How many lines in the rows below contain the word "foliage"? Reply with the number alone.

Record extracts

☆ ☆ ☆ ☆

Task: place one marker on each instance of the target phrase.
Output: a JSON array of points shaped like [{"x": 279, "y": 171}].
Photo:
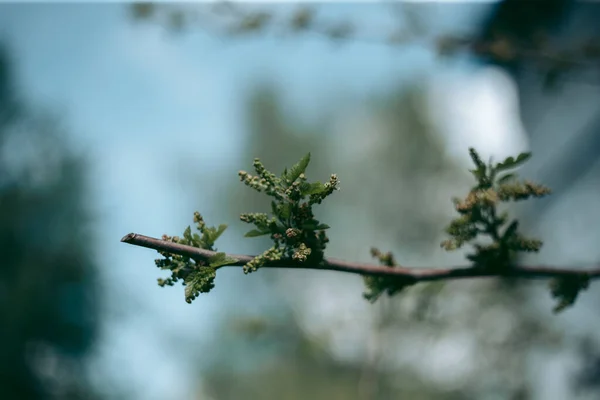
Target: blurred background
[{"x": 117, "y": 118}]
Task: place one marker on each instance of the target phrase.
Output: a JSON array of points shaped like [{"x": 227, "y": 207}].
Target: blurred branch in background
[
  {"x": 49, "y": 294},
  {"x": 518, "y": 35},
  {"x": 455, "y": 340}
]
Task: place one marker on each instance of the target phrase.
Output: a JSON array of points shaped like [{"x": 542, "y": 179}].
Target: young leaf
[
  {"x": 298, "y": 169},
  {"x": 221, "y": 259},
  {"x": 220, "y": 231},
  {"x": 506, "y": 178},
  {"x": 513, "y": 163},
  {"x": 311, "y": 188}
]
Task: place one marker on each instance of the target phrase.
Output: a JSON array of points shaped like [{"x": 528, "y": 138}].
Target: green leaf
[
  {"x": 298, "y": 169},
  {"x": 513, "y": 163},
  {"x": 313, "y": 225},
  {"x": 479, "y": 173},
  {"x": 256, "y": 233},
  {"x": 285, "y": 210},
  {"x": 221, "y": 259},
  {"x": 506, "y": 178},
  {"x": 312, "y": 188},
  {"x": 220, "y": 231}
]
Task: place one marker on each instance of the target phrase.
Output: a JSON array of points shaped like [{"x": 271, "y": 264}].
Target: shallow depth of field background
[{"x": 111, "y": 125}]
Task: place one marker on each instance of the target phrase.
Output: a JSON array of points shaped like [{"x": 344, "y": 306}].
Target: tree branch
[{"x": 332, "y": 264}]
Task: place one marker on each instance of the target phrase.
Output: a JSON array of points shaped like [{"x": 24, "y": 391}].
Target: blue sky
[{"x": 135, "y": 96}]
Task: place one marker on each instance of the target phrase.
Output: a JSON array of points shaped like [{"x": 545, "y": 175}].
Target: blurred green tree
[{"x": 49, "y": 293}]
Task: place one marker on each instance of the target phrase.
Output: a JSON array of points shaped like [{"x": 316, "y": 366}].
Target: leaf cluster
[
  {"x": 196, "y": 275},
  {"x": 479, "y": 215},
  {"x": 296, "y": 234}
]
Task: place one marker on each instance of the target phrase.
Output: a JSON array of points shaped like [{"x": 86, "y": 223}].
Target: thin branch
[{"x": 332, "y": 264}]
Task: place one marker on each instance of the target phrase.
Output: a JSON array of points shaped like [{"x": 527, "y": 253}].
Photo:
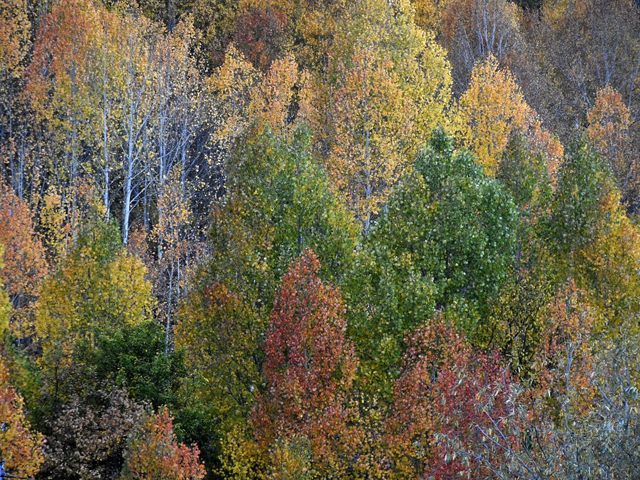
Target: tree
[
  {"x": 583, "y": 184},
  {"x": 20, "y": 448},
  {"x": 25, "y": 266},
  {"x": 587, "y": 45},
  {"x": 15, "y": 43},
  {"x": 309, "y": 368},
  {"x": 97, "y": 289},
  {"x": 491, "y": 109},
  {"x": 608, "y": 131},
  {"x": 135, "y": 357},
  {"x": 446, "y": 241},
  {"x": 448, "y": 391},
  {"x": 5, "y": 304},
  {"x": 87, "y": 436},
  {"x": 277, "y": 204},
  {"x": 474, "y": 30},
  {"x": 153, "y": 453},
  {"x": 386, "y": 88}
]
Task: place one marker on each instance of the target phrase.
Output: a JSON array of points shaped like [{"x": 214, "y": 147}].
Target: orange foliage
[
  {"x": 155, "y": 454},
  {"x": 24, "y": 262},
  {"x": 19, "y": 447},
  {"x": 491, "y": 108},
  {"x": 309, "y": 368},
  {"x": 608, "y": 130}
]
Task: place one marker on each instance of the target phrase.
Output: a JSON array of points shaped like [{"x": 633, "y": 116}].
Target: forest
[{"x": 319, "y": 239}]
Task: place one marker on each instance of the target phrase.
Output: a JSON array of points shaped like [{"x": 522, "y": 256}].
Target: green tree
[
  {"x": 277, "y": 204},
  {"x": 446, "y": 241},
  {"x": 97, "y": 289},
  {"x": 19, "y": 447}
]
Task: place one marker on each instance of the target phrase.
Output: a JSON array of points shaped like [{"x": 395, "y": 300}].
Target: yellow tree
[
  {"x": 474, "y": 29},
  {"x": 24, "y": 263},
  {"x": 20, "y": 449},
  {"x": 491, "y": 109},
  {"x": 387, "y": 86},
  {"x": 97, "y": 289},
  {"x": 5, "y": 305}
]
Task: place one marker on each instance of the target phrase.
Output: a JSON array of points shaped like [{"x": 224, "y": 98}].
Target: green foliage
[
  {"x": 134, "y": 357},
  {"x": 5, "y": 304},
  {"x": 277, "y": 204},
  {"x": 446, "y": 241},
  {"x": 576, "y": 216},
  {"x": 98, "y": 290}
]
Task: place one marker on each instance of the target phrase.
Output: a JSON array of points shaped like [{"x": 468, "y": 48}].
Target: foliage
[
  {"x": 446, "y": 241},
  {"x": 309, "y": 368},
  {"x": 134, "y": 357},
  {"x": 97, "y": 289},
  {"x": 387, "y": 87},
  {"x": 20, "y": 448},
  {"x": 491, "y": 109},
  {"x": 5, "y": 304},
  {"x": 608, "y": 131},
  {"x": 154, "y": 454},
  {"x": 87, "y": 436},
  {"x": 24, "y": 261}
]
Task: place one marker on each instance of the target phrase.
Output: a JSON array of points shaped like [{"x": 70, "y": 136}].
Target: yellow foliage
[
  {"x": 387, "y": 88},
  {"x": 608, "y": 268},
  {"x": 491, "y": 108},
  {"x": 87, "y": 296}
]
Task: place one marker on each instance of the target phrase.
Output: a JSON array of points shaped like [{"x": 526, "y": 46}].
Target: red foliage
[
  {"x": 309, "y": 367},
  {"x": 154, "y": 453},
  {"x": 19, "y": 447},
  {"x": 24, "y": 263},
  {"x": 450, "y": 400},
  {"x": 260, "y": 35}
]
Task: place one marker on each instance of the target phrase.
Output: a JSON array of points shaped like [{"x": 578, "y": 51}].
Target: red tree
[
  {"x": 309, "y": 368},
  {"x": 155, "y": 454}
]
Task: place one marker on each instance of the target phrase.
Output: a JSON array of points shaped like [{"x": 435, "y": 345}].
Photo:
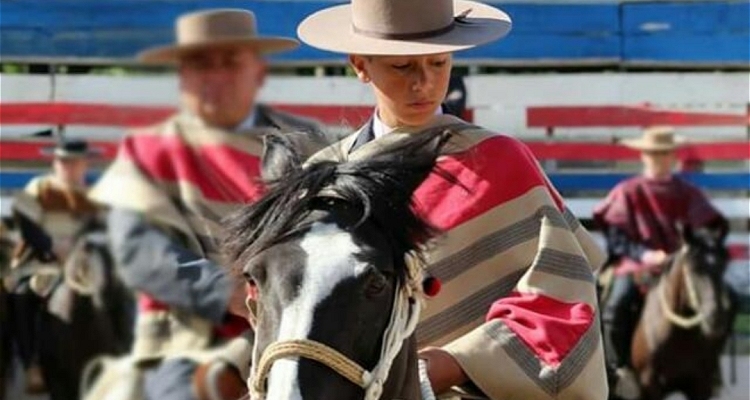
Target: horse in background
[
  {"x": 87, "y": 311},
  {"x": 686, "y": 320},
  {"x": 335, "y": 245},
  {"x": 6, "y": 346}
]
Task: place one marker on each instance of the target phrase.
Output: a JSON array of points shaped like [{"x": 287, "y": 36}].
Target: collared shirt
[
  {"x": 249, "y": 122},
  {"x": 379, "y": 128}
]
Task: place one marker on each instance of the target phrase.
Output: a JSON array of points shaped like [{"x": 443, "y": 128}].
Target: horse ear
[
  {"x": 280, "y": 156},
  {"x": 286, "y": 152},
  {"x": 686, "y": 232},
  {"x": 410, "y": 162}
]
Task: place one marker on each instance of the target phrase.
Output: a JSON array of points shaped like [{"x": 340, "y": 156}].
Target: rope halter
[{"x": 402, "y": 323}]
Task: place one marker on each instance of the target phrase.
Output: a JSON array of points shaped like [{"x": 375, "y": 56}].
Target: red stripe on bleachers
[
  {"x": 581, "y": 151},
  {"x": 624, "y": 116},
  {"x": 23, "y": 150}
]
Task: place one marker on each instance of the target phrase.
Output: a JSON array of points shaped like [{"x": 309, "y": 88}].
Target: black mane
[{"x": 380, "y": 187}]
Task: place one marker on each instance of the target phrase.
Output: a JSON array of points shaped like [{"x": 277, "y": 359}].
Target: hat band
[
  {"x": 404, "y": 36},
  {"x": 458, "y": 19}
]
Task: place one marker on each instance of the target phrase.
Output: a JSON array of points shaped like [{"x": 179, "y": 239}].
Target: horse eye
[
  {"x": 254, "y": 274},
  {"x": 376, "y": 285}
]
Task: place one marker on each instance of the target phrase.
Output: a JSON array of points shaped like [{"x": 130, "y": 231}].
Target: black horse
[
  {"x": 87, "y": 312},
  {"x": 336, "y": 245},
  {"x": 686, "y": 320}
]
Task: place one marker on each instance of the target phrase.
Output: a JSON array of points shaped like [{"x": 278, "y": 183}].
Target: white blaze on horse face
[{"x": 330, "y": 260}]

☆ ☆ ☆ ☆

Solution to this problem
5